>> START

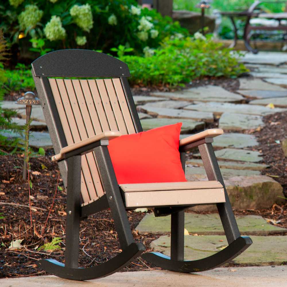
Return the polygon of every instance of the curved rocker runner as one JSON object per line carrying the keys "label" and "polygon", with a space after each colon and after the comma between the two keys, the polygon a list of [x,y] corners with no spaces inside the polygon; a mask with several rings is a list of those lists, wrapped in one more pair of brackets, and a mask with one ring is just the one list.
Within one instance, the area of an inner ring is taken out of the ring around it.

>> END
>> START

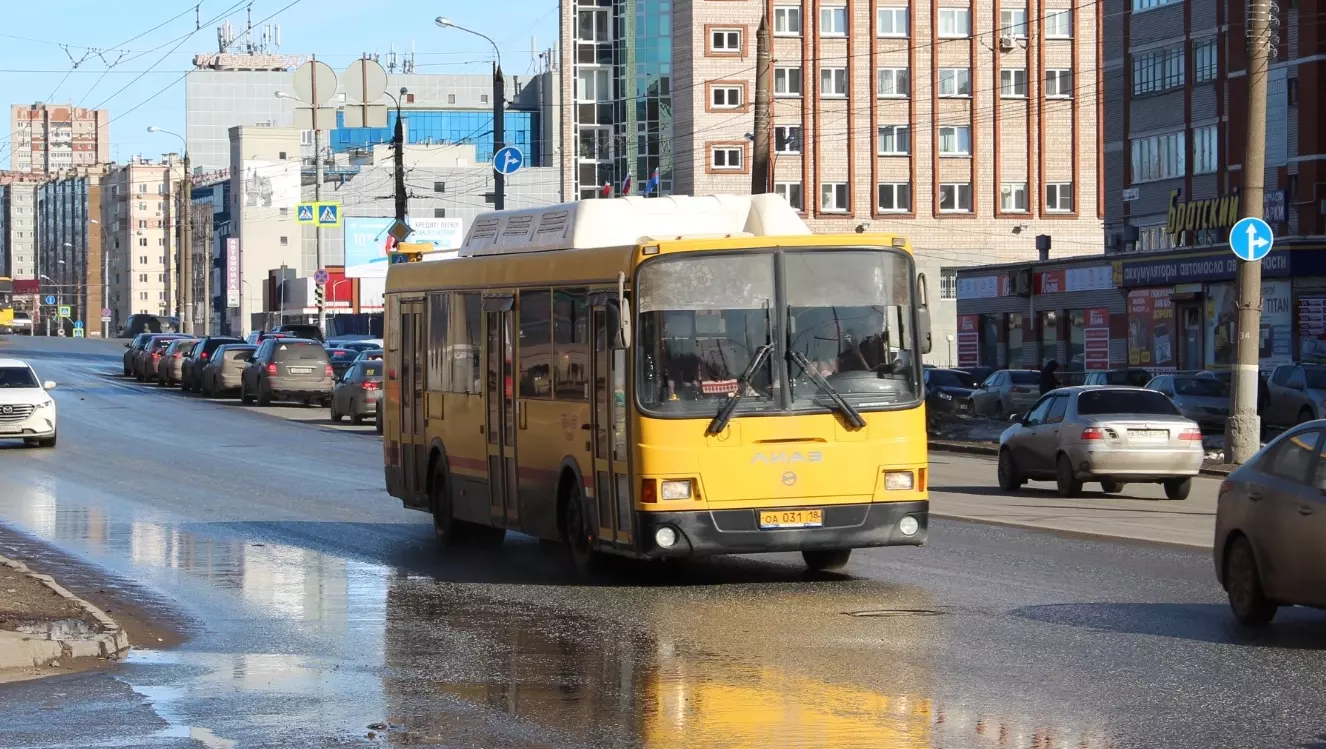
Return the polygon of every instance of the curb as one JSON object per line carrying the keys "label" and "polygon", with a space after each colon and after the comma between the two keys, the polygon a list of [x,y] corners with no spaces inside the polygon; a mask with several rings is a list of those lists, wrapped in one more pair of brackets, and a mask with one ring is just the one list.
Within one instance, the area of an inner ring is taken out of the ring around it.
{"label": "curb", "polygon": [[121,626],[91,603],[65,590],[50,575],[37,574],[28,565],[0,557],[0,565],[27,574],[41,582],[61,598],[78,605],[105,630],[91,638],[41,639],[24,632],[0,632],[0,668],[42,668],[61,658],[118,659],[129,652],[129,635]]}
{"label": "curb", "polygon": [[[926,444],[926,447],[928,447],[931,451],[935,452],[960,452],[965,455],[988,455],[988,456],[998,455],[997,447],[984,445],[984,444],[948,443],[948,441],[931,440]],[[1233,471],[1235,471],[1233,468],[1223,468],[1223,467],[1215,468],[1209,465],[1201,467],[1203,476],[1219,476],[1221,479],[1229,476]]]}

>> END

WHAT IS EXPECTED:
Show every line of the data above that contains the string "brackets". Case matters.

RESULT:
Return the polygon of every instance of the curved rocker runner as one JSON object per line carrying the keys "label" and "polygon", with a space after each colon and after the comma between the two keys, the polygon a list of [x,y] corners with no spaces inside the polygon; a mask with several rings is a list of those lists, wrapped in one more pair of brackets, and a mask with one ring is just the one list.
Return the polygon of every instance of the curb as one JSON object per line carrying the keys "label" and "polygon", with a space after each colon and after the comma between the two keys, the polygon a list of [x,y] corners with no spaces inside the polygon; a mask with several rings is a list of those lists, wrapped in one more pair of brackets, and a mask with one ring is just the one list.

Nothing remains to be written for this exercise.